_TO BE DONE_.
Rewrite everything from the line containing "Task: point out the cactus" down to the line containing "[[492, 233]]", both ends included, and give only those lines. Multiply each point coordinate in the answers by 1.55, rounding to whole numbers with halves going up, and leave the requests and their sample result shapes unchanged.

— begin DATA LISTING —

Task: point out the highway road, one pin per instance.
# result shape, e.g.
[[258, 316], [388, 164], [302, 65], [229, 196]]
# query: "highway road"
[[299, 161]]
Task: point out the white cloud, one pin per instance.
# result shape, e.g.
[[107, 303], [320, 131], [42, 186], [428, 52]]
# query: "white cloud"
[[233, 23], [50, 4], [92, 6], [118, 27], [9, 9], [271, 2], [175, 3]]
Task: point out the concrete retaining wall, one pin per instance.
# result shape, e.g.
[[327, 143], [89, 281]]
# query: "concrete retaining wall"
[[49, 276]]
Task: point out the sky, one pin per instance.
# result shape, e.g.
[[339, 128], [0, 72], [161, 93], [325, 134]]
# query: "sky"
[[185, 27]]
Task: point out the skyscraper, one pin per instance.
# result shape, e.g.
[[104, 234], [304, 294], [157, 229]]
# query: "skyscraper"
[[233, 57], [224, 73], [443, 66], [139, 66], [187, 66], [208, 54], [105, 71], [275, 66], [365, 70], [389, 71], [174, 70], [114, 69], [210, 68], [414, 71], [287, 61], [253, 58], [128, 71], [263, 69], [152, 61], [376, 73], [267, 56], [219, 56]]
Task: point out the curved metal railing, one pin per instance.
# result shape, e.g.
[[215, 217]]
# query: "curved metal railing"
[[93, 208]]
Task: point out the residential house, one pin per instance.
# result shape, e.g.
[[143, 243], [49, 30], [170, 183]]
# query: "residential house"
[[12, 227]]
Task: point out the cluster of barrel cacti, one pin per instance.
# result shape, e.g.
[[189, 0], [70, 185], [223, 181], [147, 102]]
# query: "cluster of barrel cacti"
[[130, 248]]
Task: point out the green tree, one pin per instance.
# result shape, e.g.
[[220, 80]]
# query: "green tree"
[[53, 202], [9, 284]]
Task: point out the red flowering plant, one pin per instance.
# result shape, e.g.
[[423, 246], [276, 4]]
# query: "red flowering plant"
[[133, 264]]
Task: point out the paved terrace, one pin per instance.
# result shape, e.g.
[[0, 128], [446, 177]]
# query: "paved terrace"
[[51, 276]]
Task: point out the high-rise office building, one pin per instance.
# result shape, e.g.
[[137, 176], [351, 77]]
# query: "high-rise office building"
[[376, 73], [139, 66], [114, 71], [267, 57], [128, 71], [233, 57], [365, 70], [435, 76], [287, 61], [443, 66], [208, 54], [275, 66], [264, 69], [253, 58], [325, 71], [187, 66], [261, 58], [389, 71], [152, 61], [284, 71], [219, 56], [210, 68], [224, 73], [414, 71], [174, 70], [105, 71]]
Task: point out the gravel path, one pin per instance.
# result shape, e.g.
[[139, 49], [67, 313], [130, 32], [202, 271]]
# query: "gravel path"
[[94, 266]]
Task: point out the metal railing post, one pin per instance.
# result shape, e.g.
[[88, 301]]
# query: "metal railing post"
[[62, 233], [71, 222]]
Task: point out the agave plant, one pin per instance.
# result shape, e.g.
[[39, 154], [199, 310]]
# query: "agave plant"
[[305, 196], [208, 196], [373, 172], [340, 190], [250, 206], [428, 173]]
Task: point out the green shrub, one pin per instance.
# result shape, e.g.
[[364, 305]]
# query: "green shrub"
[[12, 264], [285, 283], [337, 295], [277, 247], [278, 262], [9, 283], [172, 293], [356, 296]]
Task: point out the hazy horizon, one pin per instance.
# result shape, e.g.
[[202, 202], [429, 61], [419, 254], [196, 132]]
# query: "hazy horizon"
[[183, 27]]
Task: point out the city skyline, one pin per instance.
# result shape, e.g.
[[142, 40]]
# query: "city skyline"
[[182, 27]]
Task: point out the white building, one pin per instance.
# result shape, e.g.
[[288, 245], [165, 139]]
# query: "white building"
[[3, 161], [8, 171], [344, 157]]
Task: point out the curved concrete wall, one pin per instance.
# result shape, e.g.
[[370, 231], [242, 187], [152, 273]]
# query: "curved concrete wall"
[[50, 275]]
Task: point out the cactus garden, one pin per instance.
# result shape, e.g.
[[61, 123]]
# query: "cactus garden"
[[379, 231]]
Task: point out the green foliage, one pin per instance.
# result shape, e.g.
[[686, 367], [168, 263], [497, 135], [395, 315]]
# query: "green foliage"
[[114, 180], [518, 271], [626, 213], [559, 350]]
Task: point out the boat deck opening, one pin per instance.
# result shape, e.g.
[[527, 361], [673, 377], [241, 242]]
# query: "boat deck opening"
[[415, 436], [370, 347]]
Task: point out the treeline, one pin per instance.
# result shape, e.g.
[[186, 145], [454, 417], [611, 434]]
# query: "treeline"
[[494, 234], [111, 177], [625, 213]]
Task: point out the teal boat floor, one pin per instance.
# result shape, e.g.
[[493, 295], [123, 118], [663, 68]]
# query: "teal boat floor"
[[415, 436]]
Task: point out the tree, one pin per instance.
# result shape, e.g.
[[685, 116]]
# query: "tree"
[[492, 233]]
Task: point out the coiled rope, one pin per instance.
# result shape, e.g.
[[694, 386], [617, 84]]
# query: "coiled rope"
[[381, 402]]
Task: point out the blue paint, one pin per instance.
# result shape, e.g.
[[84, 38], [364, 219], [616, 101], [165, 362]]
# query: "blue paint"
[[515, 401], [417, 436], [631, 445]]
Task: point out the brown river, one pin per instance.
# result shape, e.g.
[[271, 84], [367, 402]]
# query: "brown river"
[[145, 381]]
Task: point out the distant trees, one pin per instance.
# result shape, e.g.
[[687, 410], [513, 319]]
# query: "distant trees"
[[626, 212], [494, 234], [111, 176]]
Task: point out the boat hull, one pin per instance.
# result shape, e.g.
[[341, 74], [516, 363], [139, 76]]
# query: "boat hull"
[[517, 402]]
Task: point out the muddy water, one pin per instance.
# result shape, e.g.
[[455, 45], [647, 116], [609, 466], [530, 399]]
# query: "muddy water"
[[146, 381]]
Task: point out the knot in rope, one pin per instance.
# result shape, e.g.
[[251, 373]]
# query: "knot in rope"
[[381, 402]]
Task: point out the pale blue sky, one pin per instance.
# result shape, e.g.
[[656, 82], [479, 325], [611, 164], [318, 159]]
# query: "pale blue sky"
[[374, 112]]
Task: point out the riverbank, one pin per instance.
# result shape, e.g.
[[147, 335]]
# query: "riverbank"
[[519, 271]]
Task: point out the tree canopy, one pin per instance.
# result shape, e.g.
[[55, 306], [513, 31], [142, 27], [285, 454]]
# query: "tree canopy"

— end DATA LISTING —

_EXERCISE RESULT_.
Task: point out the cactus garden, one pin per instance.
# result shape, e.g.
[[61, 123]]
# query: "cactus garden"
[[587, 358]]
Task: point out the green foliage, one pin per instance.
# result shape, e.g.
[[686, 367], [168, 263], [497, 135], [395, 315]]
# query: "green foliage"
[[177, 279], [803, 420], [970, 330], [866, 543]]
Task: point out the boat deck opening, one pin per instance.
# result shape, e.g.
[[527, 361], [673, 377], [241, 242]]
# query: "boat deck opening"
[[643, 676], [574, 538]]
Task: point out the treeline, one pin per instance.
# result shape, e.g.
[[186, 145], [454, 417], [611, 434]]
# query: "treeline"
[[766, 363], [172, 274], [969, 330]]
Task: point out the teal boat floor, one pin per instance.
# result shape, e.g.
[[493, 295], [123, 118], [663, 68]]
# query: "teal boat floor"
[[643, 676]]
Task: point out the tree, one pin per instance.
# result shape, e.g.
[[685, 116]]
# query: "tree"
[[763, 361]]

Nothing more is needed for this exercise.